**TRECHO DO DOCUMENTO:**
◇ ◇ ◇ ◇ ◇ ◇ ◇

Narcissus Garden e o Eu ideal

Narcissus Garden e o Eu ideal

Narcissus Garden

e o Eu ideal

Dalvanira Lima, Psicanalista
18 de setembro de 2017
Observar centenas de bolas de aço deslocando-se ao acaso por entre plantas aquáticas exuberantes, num imenso espelho d’água, já seria razão suficiente para eu dizer que conheci uma bela obra de arte, dentre tantas do Jardim Botânico do Parque Inhotim, em Minas Gerais.
Porém, na minha última experiência por lá, aconteceu algo que me chamou atenção, mas que eu só percebi vendo as fotos que tinha acabado de fazer: minha imagem refletida nas bolas de aço. Curiosamente, naquele momento, ainda não sabia que o título da obra era, justamente, Narcissus Garden, da artista japonesa Yayoi Kusama, cuja versão de 2009 está instalada no Parque Inhotim e havia sido apresentada, originalmente, na Bienal de Veneza, em 1966.

◇ ◇ ◇ ◇ ◇ ◇ ◇

**EXERCÍCIO ESCRITO 1:**
Responda com base no texto sobre Narcissus Garden:
(a) Quem assina o texto e qual é sua profissão?
(b) Qual é o nome e a nacionalidade da artista da obra?
(c) Em que evento e em que ano a obra foi apresentada originalmente?
**EXERCÍCIO ESCRITO 2:** Altere o texto sobre Narcissus Garden no trecho de "Dalvanira Lima, Psicanalista" até "em Minas Gerais.", trocando "centenas" por "milhares", e escreva o trecho resultante.
**EXERCÍCIO ESCRITO 3:** Continue o texto sobre Narcissus Garden a partir do ponto em que ele termina.
Os dados a seguir não têm relação com o texto sobre Narcissus Garden.

**LINHAS:**
◇ ◇ ◇ ◇ ◇ ◇ ◇

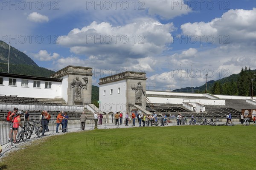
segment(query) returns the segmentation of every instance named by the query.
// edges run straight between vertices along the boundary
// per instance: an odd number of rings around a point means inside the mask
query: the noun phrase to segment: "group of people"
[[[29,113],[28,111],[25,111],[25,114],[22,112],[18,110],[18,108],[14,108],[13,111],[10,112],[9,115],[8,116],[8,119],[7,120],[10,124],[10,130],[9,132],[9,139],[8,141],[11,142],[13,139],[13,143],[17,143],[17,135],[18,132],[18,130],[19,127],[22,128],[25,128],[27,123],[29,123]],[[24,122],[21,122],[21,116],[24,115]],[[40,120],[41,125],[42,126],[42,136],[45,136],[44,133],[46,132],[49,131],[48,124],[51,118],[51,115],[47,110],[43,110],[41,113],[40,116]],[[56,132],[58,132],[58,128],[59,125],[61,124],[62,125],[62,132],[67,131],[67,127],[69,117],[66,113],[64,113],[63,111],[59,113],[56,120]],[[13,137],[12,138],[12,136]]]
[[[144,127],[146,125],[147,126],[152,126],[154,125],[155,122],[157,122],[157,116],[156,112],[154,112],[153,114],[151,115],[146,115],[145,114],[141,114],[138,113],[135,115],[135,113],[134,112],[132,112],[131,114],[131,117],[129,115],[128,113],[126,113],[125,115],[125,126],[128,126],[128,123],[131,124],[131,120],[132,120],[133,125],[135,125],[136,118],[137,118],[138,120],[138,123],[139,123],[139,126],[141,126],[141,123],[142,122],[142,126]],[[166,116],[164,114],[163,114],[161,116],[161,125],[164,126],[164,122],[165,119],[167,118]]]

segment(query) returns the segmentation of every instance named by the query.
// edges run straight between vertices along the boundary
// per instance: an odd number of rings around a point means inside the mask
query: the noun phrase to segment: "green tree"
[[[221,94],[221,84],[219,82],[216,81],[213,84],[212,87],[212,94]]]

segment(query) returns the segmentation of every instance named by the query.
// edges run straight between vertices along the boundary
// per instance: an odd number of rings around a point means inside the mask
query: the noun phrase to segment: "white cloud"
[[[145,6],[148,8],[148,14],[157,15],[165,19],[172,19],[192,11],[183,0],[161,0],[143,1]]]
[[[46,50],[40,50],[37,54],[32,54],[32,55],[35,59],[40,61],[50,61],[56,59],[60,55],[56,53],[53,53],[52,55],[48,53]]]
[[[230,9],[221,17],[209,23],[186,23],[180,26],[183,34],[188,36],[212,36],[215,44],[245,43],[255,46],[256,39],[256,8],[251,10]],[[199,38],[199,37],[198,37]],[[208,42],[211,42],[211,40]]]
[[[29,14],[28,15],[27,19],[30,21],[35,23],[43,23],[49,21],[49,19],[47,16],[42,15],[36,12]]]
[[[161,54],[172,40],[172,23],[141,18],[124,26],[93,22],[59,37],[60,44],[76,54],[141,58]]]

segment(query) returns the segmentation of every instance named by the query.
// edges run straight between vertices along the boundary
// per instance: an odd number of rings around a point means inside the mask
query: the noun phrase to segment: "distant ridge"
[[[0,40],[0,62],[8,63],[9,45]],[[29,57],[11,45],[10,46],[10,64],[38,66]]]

◇ ◇ ◇ ◇ ◇ ◇ ◇

**RESPOSTA FINAL 1:**
(a) Dalvanira Lima, psicanalista.
(b) Yayoi Kusama, japonesa.
(c) Na Bienal de Veneza, em 1966.

**RESPOSTA FINAL 2:**
Dalvanira Lima, Psicanalista
18 de setembro de 2017
Observar milhares de bolas de aço deslocando-se ao acaso por entre plantas aquáticas exuberantes, num imenso espelho d’água, já seria razão suficiente para eu dizer que conheci uma bela obra de arte, dentre tantas do Jardim Botânico do Parque Inhotim, em Minas Gerais.

**RESPOSTA FINAL 3:**
O nome da obra faz referência ao mito de Narciso, um jovem de grande beleza que, apaixonado pela própria imagem refletida num lago, afoga-se ao tentar alcançá-la.

Em nosso dia a dia, também evocamos com frequência este mito e não é incomum nos referirmos àquele colega que abarrota sua página de Facebook com selfies dizendo: “Poxa, como essa pessoa é narcisista!”.

Na Psicanálise, ainda que o termo narcisismo possa estar relacionado ao adoecimento psíquico, também é utilizado para designar uma condição necessária e mesmo estrutural na constituição do Eu do indivíduo.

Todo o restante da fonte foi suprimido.